─── Input data ───

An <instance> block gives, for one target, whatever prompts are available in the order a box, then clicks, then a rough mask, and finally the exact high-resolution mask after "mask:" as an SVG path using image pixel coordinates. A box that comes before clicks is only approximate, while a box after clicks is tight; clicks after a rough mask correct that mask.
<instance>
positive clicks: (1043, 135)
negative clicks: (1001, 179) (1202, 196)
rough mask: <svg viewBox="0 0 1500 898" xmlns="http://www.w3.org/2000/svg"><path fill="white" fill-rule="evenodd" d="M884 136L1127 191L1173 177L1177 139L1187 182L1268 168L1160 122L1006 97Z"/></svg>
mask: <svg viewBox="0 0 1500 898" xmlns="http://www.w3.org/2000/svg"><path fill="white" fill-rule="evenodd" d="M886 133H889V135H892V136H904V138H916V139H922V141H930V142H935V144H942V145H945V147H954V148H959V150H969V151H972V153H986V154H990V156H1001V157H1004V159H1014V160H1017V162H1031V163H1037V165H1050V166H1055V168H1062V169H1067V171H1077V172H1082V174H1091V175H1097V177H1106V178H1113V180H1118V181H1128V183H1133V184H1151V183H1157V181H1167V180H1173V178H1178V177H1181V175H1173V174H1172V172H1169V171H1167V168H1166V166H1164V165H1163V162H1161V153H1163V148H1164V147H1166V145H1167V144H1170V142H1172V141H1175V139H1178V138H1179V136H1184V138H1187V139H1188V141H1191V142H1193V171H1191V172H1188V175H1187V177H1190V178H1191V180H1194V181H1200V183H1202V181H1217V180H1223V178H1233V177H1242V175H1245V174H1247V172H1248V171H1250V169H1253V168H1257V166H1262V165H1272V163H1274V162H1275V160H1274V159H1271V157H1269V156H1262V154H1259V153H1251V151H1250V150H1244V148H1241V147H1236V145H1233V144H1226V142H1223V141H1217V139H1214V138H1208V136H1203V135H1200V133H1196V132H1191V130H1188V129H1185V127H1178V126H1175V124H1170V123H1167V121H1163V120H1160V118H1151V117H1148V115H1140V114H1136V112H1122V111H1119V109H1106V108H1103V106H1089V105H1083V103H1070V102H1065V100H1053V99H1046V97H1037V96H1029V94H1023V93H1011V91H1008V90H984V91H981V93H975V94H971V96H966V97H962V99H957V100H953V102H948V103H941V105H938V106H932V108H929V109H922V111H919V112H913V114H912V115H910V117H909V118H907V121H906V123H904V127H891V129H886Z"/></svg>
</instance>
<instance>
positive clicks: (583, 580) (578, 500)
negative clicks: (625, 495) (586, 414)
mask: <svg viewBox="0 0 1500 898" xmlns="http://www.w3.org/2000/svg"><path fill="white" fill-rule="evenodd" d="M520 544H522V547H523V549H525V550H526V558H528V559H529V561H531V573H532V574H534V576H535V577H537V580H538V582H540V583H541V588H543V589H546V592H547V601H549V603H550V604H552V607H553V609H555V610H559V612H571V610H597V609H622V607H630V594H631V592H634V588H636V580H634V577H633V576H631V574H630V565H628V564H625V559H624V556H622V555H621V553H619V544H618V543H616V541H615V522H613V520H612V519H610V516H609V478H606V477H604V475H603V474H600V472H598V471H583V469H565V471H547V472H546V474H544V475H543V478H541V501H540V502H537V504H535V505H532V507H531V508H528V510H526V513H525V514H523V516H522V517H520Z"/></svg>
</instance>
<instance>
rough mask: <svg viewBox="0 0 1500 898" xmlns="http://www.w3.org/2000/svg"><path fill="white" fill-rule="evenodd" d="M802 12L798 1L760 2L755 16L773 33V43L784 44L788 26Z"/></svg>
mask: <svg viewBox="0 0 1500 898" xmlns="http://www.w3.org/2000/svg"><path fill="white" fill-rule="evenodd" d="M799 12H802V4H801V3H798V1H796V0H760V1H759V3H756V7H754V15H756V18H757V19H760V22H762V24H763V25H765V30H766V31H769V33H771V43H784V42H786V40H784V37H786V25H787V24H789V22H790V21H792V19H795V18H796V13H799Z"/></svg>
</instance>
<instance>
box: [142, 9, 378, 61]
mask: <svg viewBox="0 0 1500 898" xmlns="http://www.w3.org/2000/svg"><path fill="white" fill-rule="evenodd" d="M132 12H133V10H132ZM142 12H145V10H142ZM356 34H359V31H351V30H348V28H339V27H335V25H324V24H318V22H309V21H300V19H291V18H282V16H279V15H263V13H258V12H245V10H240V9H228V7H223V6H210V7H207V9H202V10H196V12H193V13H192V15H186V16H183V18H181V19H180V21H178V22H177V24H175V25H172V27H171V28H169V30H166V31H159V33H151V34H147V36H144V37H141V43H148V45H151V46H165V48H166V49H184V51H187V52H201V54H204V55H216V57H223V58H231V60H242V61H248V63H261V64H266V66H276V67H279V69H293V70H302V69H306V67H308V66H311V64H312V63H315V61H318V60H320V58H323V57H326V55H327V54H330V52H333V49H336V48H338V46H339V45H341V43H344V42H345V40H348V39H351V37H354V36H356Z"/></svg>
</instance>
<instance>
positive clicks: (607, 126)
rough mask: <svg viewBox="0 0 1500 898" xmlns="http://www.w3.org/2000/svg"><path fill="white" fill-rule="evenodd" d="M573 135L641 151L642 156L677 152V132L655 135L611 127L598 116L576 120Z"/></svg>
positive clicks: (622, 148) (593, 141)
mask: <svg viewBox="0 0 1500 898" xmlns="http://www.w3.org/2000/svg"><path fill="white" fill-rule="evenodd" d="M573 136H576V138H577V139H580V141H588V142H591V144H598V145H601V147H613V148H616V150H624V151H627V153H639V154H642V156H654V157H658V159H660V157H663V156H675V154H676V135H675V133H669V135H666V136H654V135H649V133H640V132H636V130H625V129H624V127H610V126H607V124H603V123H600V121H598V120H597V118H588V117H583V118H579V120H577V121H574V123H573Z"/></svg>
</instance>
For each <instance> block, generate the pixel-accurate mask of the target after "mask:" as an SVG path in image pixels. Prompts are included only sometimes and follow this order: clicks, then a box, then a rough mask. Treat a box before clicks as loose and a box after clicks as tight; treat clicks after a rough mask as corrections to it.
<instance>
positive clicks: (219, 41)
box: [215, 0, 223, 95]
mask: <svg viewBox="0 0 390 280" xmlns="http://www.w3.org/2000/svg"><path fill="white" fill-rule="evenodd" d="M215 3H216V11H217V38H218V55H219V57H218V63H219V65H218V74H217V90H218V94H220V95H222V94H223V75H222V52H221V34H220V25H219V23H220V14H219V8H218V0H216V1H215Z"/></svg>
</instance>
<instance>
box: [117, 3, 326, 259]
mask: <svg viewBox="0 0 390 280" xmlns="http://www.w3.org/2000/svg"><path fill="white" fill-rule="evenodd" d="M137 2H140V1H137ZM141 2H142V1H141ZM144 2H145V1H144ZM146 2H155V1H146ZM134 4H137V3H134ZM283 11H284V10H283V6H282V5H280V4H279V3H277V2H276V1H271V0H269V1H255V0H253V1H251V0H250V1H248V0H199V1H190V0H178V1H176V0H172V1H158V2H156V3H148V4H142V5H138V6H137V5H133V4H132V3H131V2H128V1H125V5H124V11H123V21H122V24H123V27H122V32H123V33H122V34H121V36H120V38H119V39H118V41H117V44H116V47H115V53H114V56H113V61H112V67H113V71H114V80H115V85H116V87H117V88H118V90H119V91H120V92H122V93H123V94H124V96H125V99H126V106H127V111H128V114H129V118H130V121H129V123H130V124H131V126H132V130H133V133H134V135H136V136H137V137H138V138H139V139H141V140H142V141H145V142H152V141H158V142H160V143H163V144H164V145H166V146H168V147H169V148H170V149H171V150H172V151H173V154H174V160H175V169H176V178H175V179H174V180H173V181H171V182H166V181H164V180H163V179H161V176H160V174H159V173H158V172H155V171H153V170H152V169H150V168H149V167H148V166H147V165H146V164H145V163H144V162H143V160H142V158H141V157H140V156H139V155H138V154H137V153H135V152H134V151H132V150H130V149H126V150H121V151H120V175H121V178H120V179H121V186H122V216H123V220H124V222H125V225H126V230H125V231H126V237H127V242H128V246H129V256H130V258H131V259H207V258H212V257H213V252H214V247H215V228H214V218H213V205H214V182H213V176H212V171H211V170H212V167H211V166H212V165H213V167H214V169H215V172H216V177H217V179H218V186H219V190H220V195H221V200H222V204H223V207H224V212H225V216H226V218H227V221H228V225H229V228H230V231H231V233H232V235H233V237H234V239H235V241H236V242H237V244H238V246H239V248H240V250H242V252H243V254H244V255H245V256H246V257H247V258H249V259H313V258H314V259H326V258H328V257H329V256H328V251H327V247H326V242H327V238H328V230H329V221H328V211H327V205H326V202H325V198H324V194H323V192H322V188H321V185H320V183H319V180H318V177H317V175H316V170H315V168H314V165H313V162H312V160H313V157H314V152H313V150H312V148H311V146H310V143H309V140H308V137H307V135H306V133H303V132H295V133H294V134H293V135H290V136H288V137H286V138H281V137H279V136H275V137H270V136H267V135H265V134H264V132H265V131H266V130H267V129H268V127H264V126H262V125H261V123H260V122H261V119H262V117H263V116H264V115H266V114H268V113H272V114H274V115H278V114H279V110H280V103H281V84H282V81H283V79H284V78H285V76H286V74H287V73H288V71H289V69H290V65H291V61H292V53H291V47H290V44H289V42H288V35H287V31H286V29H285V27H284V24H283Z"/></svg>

───

Rewrite the lines from the first one through the line containing "positive clicks: (1043, 135)", replacing "clicks" with "points" and leaving all other text unchanged.

:: Answer space ::
An <instance> block gives, for one target, whatever prompts are available in the order a box, then points, then a rough mask, and finally the exact high-resolution mask after "mask:" as an SVG path using image pixel coordinates. A box that comes before points is only approximate, while a box after points is tight; points after a rough mask correct that mask.
<instance>
positive points: (1043, 135)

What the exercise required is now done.